(To do)
1) List every person the narrator mentions in the narrative about the narrator's family, besides the narrator.
2) In the narrative about the narrator's family, what game is the son playing in the family room?
3) Write out the part of the narrative about the narrator's family from "His little brother" up to and including "throws me off.".

(Text)

------------------------------

My wife joyfully calls me from her car – I am disappointed to be on speaker phone. I know our son is in the car. She is happily trying to make plans as to who will pick up sandwiches vs who will swing by the house to pick up the forgotten cleats. Seems she did not listen to the voice message or see the texts I sent while walking to my car. I try in a few different yet covert ways to communicate that we are not going to make it to the game. I don’t know if I can say it out loud without breaking down – which I cannot stand the thought of when I know our son can hear me. Finally, “Babe! Stop! My dad is in the hospital, I need you to come home.”

We couldn’t get a flight out that night. My father passed in the middle of the night. When my son came to me to offer his condolences I was rigid and, not cold but…cool. I couldn’t stand him seeing me fall apart.


I want to protect him – not burden him with my struggles. I want him to see me as strong and in control. My therapist tells me that he deserves to be a part of my life and that it isn’t my place to stop him from having feelings about me.

Well – that’s annoying. I didn’t have kids so they could be autonomous and worry about whatever they choose to worry about. I had kids so we can cuddle and they can worry about their grades. Though, now that he towers over me we usually stick to things like me ruffling his hair (when he is seated of course) – we have all but given up worrying about grades. Once he passed me in height he suggested we buy a step stool so that I could still see him. Hilarious.

That night I decide to tell him. No plan. Just…deep breath … here we go.


2019
Central Oregon
Eldest son

His little brother is in bed and seems likely to stay there for the night *knock on wood*. He is playing Rocket League in the family room. I signal to my wife a ‘here goes nothing.’ I sit across the room from him on the couch. My wife sits in the other chair. He pauses the game, he knows the routine. He is likely wondering if he remembered to do all the tasks on the list his mother left for him.


“We wanted to talk to you about something. Do you know what ‘transgender’ means?”

“Yeah – it’s like…” he provides a much more informed response than I imagined he would. It kind of throws me off.

I open my mouth. I close it. I half open, quarter close… I am frozen. Now my bottom jaw is just quivering. Seems like I should talk again. I look at my wife. In other conversations this look means, “I am at a loss, please take over the conversation while I compose myself.” It usually occurs when one of the kids is in a small amount of trouble and then they walk face first into a large amount of trouble. Whichever one of us is less caught off guard picks up the lecture and forges ahead. But now she just looks at me, tips her head toward me in a you-have-to-say-something kind of way.

------------------------------

(Data supplied)
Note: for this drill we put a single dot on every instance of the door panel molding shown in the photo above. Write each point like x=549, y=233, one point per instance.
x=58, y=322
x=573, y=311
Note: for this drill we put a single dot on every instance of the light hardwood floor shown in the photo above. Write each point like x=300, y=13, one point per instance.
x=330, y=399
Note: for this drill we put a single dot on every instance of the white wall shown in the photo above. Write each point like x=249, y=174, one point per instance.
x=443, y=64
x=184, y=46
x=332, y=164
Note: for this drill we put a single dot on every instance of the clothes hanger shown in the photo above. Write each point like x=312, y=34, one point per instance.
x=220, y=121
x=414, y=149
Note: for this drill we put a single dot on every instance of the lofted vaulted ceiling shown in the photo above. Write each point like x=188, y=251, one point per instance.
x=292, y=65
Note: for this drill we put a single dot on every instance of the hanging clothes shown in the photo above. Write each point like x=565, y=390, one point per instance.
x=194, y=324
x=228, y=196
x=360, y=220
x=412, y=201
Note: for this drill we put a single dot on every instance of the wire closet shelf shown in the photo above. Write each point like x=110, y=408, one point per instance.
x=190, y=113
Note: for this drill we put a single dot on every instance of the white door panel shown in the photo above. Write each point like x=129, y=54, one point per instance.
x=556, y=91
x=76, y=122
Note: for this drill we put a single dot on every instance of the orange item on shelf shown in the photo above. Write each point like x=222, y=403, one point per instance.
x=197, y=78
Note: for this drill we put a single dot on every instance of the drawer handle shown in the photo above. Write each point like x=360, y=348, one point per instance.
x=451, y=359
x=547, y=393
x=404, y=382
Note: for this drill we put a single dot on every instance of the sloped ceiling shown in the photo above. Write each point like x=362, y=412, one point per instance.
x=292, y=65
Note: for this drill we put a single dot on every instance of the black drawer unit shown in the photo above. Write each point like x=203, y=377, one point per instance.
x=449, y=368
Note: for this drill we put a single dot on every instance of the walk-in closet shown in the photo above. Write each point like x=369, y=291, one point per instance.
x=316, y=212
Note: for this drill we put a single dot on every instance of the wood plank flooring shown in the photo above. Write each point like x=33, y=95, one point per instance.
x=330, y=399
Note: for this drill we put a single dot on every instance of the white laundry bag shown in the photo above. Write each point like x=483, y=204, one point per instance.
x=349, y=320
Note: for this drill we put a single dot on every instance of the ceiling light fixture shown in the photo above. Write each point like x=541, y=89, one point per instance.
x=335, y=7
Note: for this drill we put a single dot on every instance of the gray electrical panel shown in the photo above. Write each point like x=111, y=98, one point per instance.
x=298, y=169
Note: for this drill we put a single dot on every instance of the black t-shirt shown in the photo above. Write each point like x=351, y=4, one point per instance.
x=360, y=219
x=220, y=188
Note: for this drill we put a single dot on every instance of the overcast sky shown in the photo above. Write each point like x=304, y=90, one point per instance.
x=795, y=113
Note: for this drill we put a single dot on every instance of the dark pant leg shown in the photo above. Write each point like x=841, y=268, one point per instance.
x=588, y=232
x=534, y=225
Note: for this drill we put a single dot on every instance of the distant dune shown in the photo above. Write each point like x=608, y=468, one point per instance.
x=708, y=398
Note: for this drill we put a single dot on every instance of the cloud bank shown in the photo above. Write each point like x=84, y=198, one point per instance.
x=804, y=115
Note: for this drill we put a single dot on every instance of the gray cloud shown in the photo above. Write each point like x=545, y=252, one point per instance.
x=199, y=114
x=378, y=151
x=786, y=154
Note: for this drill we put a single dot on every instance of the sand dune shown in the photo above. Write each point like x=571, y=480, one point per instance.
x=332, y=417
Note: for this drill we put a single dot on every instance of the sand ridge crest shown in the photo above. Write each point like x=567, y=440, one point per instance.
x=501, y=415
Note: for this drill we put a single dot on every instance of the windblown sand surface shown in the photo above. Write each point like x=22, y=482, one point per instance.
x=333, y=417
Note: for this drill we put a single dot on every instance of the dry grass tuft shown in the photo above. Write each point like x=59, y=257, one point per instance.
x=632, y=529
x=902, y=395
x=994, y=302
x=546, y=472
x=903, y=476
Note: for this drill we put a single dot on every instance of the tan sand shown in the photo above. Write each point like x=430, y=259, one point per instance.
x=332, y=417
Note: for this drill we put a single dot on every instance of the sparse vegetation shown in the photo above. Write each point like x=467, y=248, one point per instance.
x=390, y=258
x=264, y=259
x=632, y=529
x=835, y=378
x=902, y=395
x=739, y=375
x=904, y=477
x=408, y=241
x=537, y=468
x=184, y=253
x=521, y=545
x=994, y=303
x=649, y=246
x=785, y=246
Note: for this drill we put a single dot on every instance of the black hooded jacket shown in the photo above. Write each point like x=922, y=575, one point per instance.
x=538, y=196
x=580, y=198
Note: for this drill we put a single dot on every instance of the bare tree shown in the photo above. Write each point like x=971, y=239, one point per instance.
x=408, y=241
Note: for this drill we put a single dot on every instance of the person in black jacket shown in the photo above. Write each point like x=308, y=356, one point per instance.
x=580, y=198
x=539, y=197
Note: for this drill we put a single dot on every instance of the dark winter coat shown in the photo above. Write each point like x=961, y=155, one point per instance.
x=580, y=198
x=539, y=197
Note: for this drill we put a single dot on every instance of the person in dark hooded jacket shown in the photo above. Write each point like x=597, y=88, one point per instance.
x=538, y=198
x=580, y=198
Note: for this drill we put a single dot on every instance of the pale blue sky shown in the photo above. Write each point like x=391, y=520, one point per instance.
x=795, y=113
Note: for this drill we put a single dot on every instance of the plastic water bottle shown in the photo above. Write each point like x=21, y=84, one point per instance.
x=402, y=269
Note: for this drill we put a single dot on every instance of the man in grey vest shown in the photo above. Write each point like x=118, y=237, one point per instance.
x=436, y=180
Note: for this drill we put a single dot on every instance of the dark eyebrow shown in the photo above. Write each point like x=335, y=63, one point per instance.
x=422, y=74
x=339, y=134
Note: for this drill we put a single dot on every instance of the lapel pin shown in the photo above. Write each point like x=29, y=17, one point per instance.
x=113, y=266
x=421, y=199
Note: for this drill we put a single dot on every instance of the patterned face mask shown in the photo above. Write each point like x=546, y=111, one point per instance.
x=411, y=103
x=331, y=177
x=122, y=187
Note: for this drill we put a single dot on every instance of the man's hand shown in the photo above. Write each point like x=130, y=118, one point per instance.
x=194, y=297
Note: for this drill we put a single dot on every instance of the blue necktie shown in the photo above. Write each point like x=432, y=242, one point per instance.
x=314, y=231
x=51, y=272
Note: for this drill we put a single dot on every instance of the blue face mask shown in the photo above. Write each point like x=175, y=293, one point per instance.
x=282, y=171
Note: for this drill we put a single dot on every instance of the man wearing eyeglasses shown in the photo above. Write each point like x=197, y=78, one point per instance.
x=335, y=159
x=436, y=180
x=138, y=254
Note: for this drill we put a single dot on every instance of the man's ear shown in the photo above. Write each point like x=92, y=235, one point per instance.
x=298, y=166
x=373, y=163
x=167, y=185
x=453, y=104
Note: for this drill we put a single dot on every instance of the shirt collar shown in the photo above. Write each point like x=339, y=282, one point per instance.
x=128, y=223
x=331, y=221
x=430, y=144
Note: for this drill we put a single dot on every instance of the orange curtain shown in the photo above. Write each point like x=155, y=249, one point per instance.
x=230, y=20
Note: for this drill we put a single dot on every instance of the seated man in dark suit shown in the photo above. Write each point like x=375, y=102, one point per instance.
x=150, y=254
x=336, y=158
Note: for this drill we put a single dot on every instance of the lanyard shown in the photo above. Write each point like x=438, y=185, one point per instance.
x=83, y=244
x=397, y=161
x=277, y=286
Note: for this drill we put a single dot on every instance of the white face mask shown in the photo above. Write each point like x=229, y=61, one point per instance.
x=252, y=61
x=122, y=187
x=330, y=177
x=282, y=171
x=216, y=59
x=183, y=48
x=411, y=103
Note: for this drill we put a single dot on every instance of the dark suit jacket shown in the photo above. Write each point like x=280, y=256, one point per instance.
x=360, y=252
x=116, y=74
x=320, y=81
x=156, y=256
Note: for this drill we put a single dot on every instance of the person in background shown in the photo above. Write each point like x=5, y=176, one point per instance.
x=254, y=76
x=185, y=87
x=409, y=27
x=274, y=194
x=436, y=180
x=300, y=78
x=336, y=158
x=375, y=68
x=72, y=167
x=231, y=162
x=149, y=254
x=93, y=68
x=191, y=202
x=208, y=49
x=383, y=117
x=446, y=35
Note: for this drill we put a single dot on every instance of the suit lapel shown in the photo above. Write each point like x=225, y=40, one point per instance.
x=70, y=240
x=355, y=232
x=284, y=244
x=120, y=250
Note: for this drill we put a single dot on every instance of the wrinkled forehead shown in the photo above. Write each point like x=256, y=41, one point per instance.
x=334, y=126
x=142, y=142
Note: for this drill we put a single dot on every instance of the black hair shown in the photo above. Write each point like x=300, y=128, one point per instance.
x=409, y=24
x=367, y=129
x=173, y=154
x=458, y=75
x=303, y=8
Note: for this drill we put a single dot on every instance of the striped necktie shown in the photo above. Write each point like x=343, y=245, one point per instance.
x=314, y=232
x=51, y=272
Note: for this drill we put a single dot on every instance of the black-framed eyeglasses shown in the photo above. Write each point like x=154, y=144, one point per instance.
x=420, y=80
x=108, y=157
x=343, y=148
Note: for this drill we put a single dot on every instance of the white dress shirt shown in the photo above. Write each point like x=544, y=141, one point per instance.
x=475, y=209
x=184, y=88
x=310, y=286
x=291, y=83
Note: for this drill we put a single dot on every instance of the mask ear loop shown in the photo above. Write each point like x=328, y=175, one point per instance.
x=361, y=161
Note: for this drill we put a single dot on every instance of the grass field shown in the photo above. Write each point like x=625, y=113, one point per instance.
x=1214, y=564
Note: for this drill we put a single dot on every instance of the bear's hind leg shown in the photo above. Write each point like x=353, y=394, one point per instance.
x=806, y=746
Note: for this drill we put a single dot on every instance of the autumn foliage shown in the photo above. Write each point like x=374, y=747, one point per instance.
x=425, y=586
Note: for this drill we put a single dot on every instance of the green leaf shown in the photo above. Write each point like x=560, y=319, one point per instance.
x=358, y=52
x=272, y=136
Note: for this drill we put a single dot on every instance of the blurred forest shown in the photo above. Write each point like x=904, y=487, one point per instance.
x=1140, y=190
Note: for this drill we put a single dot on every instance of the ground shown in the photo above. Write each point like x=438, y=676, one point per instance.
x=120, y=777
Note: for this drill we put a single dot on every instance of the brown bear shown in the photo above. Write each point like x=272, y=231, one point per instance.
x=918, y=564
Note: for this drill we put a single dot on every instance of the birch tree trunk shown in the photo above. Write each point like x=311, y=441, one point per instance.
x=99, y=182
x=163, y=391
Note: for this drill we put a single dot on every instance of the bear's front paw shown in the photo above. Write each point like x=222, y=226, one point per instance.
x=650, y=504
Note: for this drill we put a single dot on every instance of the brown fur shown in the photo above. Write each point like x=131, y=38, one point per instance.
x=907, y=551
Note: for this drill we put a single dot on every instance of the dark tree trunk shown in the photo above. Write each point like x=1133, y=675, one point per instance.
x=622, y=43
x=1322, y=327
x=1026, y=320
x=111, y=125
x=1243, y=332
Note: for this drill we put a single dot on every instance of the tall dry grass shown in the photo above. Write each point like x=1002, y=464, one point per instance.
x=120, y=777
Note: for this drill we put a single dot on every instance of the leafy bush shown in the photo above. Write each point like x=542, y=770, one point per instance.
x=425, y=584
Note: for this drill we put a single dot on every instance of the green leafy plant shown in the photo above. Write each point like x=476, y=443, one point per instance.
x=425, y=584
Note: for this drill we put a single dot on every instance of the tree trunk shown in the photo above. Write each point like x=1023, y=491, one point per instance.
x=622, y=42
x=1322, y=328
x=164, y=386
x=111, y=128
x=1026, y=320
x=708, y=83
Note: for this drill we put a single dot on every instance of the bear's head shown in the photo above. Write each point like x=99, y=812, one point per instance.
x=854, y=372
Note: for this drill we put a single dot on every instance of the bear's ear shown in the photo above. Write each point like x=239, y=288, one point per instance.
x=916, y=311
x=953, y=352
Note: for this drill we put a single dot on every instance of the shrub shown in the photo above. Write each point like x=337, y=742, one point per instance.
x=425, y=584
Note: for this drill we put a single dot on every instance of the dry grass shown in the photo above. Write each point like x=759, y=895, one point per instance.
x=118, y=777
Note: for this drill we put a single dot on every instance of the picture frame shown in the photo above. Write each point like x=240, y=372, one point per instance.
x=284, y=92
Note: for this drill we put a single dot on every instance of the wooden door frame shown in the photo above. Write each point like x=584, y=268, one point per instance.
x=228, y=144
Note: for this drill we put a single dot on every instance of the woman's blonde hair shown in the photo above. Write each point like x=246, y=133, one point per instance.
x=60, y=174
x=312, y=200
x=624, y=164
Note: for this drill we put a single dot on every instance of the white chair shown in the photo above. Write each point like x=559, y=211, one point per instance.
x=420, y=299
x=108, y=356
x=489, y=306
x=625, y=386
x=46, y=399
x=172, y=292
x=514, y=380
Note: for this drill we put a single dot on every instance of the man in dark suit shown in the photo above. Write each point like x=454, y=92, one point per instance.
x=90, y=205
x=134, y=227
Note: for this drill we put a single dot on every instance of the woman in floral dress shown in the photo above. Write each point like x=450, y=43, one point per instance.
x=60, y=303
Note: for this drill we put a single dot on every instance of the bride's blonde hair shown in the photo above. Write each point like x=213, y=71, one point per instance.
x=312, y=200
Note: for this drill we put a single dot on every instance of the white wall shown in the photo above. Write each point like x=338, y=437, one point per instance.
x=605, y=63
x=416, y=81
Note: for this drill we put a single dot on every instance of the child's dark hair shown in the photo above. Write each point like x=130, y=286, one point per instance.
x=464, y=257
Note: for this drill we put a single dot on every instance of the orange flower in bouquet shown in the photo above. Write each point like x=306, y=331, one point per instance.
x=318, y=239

------------------------------

(Outputs in order)
1)
- The narrator's wife
- The narrator's son (the eldest son)
- The narrator's father
- The narrator's therapist
- The son's little brother

2) Rocket League.

3)
His little brother is in bed and seems likely to stay there for the night *knock on wood*. He is playing Rocket League in the family room. I signal to my wife a ‘here goes nothing.’ I sit across the room from him on the couch. My wife sits in the other chair. He pauses the game, he knows the routine. He is likely wondering if he remembered to do all the tasks on the list his mother left for him.


“We wanted to talk to you about something. Do you know what ‘transgender’ means?”

“Yeah – it’s like…” he provides a much more informed response than I imagined he would. It kind of throws me off.